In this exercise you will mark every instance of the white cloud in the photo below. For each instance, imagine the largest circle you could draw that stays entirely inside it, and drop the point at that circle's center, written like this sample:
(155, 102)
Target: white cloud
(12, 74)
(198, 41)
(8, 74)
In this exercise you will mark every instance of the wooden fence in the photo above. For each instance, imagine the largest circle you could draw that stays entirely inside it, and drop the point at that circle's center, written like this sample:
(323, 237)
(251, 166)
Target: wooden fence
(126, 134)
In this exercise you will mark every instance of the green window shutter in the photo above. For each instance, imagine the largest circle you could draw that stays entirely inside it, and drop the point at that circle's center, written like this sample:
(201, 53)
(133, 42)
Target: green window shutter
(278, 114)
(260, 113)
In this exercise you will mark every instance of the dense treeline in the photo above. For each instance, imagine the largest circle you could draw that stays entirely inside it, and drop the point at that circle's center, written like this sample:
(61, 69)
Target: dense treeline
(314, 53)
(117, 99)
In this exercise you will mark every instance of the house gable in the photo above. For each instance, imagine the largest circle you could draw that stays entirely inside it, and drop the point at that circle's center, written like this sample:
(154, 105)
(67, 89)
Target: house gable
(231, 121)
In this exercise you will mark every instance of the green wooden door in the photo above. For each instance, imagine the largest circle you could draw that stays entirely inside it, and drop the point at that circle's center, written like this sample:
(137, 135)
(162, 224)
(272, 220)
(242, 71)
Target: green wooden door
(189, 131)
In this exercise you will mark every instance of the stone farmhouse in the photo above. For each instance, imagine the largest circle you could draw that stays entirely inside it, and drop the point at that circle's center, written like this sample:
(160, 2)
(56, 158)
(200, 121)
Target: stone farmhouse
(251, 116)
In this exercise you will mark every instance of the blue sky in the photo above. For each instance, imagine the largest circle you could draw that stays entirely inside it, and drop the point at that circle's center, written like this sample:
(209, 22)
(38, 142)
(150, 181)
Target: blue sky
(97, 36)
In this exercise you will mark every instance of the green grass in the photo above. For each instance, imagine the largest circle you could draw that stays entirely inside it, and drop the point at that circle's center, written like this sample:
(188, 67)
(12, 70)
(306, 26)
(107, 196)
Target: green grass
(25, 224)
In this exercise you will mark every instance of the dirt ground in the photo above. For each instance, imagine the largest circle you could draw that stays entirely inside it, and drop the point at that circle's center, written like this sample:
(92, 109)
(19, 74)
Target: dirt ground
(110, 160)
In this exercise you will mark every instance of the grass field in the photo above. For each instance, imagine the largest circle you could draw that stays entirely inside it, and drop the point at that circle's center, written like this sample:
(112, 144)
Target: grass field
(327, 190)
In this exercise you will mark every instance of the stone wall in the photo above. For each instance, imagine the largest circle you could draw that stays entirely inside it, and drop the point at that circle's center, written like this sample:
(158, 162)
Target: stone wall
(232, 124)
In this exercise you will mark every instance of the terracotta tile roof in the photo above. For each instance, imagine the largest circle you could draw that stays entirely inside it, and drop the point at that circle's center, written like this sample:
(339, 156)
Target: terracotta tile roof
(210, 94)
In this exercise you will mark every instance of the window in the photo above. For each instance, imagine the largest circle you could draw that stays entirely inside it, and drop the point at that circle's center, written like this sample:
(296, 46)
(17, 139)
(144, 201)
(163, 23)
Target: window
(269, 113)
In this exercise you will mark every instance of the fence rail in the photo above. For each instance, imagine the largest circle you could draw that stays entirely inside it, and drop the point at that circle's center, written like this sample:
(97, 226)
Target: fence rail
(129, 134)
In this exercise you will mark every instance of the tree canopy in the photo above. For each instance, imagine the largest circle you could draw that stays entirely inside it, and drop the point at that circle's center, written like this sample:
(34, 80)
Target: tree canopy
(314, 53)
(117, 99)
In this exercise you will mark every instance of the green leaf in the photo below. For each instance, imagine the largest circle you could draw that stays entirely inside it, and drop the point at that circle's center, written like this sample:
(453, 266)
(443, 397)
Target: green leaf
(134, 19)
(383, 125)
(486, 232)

++++

* What to do
Write out only the final block of lines, starting at the line with "In this exercise you will mark every instance of the terracotta" and running to the end of the material.

* Full response
In this exercise you will mark every instance of the terracotta tile roof in the photo above. For each instance, imagine the largest circle you could draw that stays entirely inside it, and drop the point at that circle's center, written like this sample:
(339, 156)
Target: terracotta tile roof
(210, 94)
In this exercise you will mark every instance of the window in the photo above. For each instance, imagine the largest circle you could draw that stays entirely inside it, and drop the point at that circle's center, written like this sample:
(296, 46)
(17, 139)
(144, 201)
(163, 23)
Target: window
(269, 113)
In this exercise you will mark every instance of the fence rail in the photo above. For each instance, imagine the largest circle you could draw that stays entirely inside it, and drop the point at that circle's center, written like this sample:
(97, 226)
Target: fence rail
(129, 134)
In this exercise you will mark every instance of the tree canopy in the photo above. For each instance, imagine the largest circle you could draw that stays entirely inside it, and drop the point at that circle's center, written like this sample:
(34, 80)
Target: tree canopy
(314, 53)
(117, 99)
In this exercise you will mark every instance of the green leaf in the photo below. For each instance, imagine the largest circle you could draw that stays entirely inside it, and drop the point at that circle's center, written like this sample:
(453, 266)
(443, 397)
Target: green leaf
(134, 19)
(383, 125)
(486, 232)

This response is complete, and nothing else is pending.